◆ **COMPLETE THE FOLLOWING**:
A: According to the cybersecurity text, what proportion of cyberattacks deploy social engineering methods, by some estimates?
B: Write out the part of the cybersecurity text that opens with the words containing "- More time" and closes with "dangerous and costly.".

◆ **SOURCE EXTRACT**:
A report by the World Health Organisation points out that, as the coronavirus pandemic continues to disrupt global health, economic, political and social systems, there's another unseen threat rising in the digital space: the risk of cyberattacks that prey on our increased reliance on digital tools and the uncertainty of the crisis.


Here are three reasons robust cybersecurity measures matter more than ever.


- A heightened dependency on digital infrastructure raises the cost of failure. In a pandemic of this scale - with cases of coronavirus reported in more than 150 countries - dependency on digital communications multiplies. The Internet has almost instantly become the channel for effective human interaction and the primary way we work, contact, and support one another. Businesses and public-sector organizations are increasingly offering or enforcing “work from home” policies, and social interactions are rapidly becoming confined to video calls, social media posts and chat programmes. Many governments are disseminating information via digital means. For example, the UK has made digital the default mode of communication, instructing citizens to rely on official websites for updates to avoid flooding phone-based information services with requests. In today’s unprecedented context, a cyberattack that deprives organizations or families of access to their devices, data or the internet could be devastating and even deadly: In a worst-case scenario, broad-based cyberattacks could cause widespread infrastructure failures that take entire communities or cities offline, obstructing healthcare providers, public systems and networks;

- Cybercrime exploits fear and uncertainty. Cybercriminals exploit human weakness to penetrate systemic defences. In a crisis, particularly if prolonged, people tend to make mistakes they would not have made otherwise. Online, making a mistake in terms of which link you click on or who you trust with your data can cost you dearly. The vast majority of cyberattacks - by some estimates, 98% - deploy social engineering methods. Cybercriminals are extremely creative in devising new ways to exploit users and technology to access passwords, networks, and data, often capitalizing on popular topics and trends to tempt users into unsafe online behaviour. Stress can incite users to take actions that would be considered irrational in other circumstances. For example, a recent global cyberattack targeted people looking for visuals of the spread of COVID-19. The malware was concealed in a map displaying coronavirus statistics loaded from a legitimate online source. Viewers were asked to download and run a malicious application that compromised the computer and allowed hackers to access stored passwords;

- More time online could lead to riskier behaviour. Inadvertently risky Internet behaviour increases with more time spent online. For example, users could fall for “free” access to obscure websites or pirated shows, opening the door to likely malware and attacks. Similarly, there could be hidden risks in requests for credit card information or installation of specialized viewing applications. Always, and especially during the pandemic, clicking on the wrong link or expanding surfing habits can be extremely dangerous and costly.


Where do we go from here?

◆ **SOURCE DATA**:

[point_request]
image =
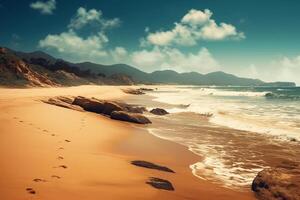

◆ **ANSWERS BY TASK**:
A: 98%

B:
- More time online could lead to riskier behaviour. Inadvertently risky Internet behaviour increases with more time spent online. For example, users could fall for “free” access to obscure websites or pirated shows, opening the door to likely malware and attacks. Similarly, there could be hidden risks in requests for credit card information or installation of specialized viewing applications. Always, and especially during the pandemic, clicking on the wrong link or expanding surfing habits can be extremely dangerous and costly.